-- Текст документа --
▽

И далее в ней рассказывалось о переживаниях молоденького солдата, никогда не испытавшего близости с женщиной, но знающего о том, что ему предстоит умереть в этом последнем бою, защищая эту самую деревню. Хозяйка хаты, на крыше которой был установлен пулемет паренька, не зная, жив ли ее муж, ушедший на фронт, поняла его, пожалела… Словом, получилась великолепная песня, написанная с неожиданным для Лобановского чувством такта и меры. Вторая песня, «Из дневника замполита», рассказывала о мучениях советских моряков, по полгода лишенных близости с женщиной и обязанных «блюсти» свою «коммунистическую мораль»…
Были другие интересные песни протеста, не эротические, такие как «Даешь Чаплина», «Сенокос», «Не хочу избираться в местком».
В общем, концерт удался, и я с удовольствием переписал его для своей фонотеки, выбросив только те вещи, где Лобановский уж совсем терял чувство меры.
После я долго не встречал Александра Лобановского, но постоянно слышал его новые записи, радовался его творческим успехам и огорчался неудачам. Самой крупной из всех была та, что он все-таки угодил за решетку.

△

-- Строки --
▽

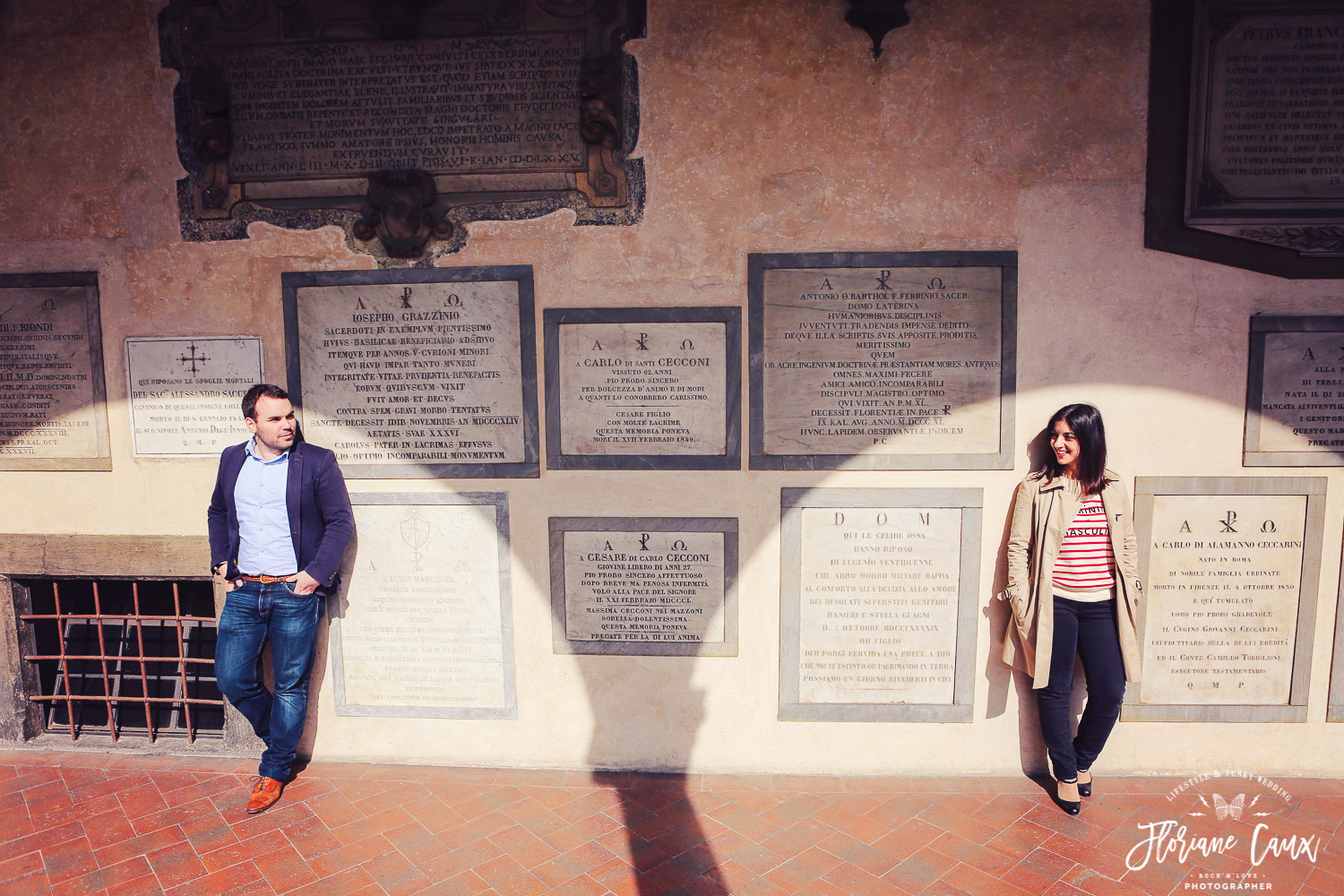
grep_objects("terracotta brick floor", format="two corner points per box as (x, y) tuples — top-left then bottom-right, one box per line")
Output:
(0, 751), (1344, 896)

△
▽

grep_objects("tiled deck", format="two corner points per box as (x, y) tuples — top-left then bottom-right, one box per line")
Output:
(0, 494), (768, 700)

△

-- Задание --
Выпишите все названия песен из текста о песнях Лобановского выше.

-- Правильный ответ --
«Из дневника замполита», «Даешь Чаплина», «Сенокос», «Не хочу избираться в местком»